> _What you have to do_: Transcribe the items that follow, from the start of the records through the line containing "<point>168,283</point>", with both ends included. Omit the pictures from your transcription.

Dataset excerpt:
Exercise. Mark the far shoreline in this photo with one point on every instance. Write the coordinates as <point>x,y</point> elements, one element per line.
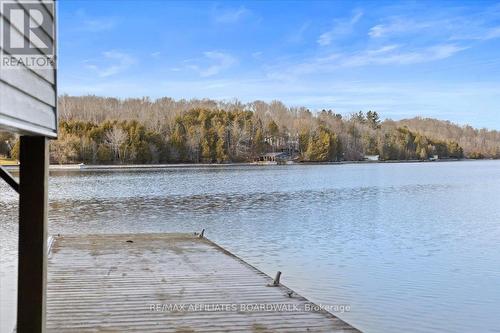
<point>117,167</point>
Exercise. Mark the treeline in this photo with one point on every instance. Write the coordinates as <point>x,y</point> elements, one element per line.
<point>108,130</point>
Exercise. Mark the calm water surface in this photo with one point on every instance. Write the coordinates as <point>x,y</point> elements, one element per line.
<point>409,247</point>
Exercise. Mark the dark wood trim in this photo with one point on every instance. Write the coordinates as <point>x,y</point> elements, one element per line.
<point>33,179</point>
<point>5,175</point>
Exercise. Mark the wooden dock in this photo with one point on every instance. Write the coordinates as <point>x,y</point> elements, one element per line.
<point>168,283</point>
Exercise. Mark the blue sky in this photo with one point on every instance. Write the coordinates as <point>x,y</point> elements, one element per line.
<point>402,59</point>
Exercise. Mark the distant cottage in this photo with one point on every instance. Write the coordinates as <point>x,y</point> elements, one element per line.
<point>372,157</point>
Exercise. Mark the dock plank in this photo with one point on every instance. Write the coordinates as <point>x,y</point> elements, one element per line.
<point>167,283</point>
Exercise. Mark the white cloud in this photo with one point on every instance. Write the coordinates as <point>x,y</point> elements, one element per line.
<point>92,23</point>
<point>399,25</point>
<point>341,27</point>
<point>221,61</point>
<point>111,63</point>
<point>212,63</point>
<point>392,55</point>
<point>232,15</point>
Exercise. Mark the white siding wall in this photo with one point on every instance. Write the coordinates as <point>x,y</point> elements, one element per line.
<point>28,97</point>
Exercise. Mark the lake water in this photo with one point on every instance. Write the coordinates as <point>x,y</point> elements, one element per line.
<point>408,247</point>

> _Written solution_:
Exercise. Mark the far shoreline in this photo with one point on every instance. Write the coordinates as <point>x,y</point> elements, one element per line.
<point>117,167</point>
Exercise. Mark the treeline in this photo with one point on every instance. Write the coordinates as <point>x,y</point> elements, one element per line.
<point>108,130</point>
Exercise. Mark the calm water surface in this photo with one point on every instance. Write the coordinates as <point>x,y</point> elements, one element per line.
<point>409,247</point>
Exercise. Mark the dark wood trim in this photo with one point on every instance. Write the coordinates as <point>x,y</point> elements, one element per line.
<point>33,179</point>
<point>5,175</point>
Exercise. Mark the wooden dock in this photo with one point on every instance. Write the coordinates as <point>x,y</point> elements, one element per line.
<point>168,283</point>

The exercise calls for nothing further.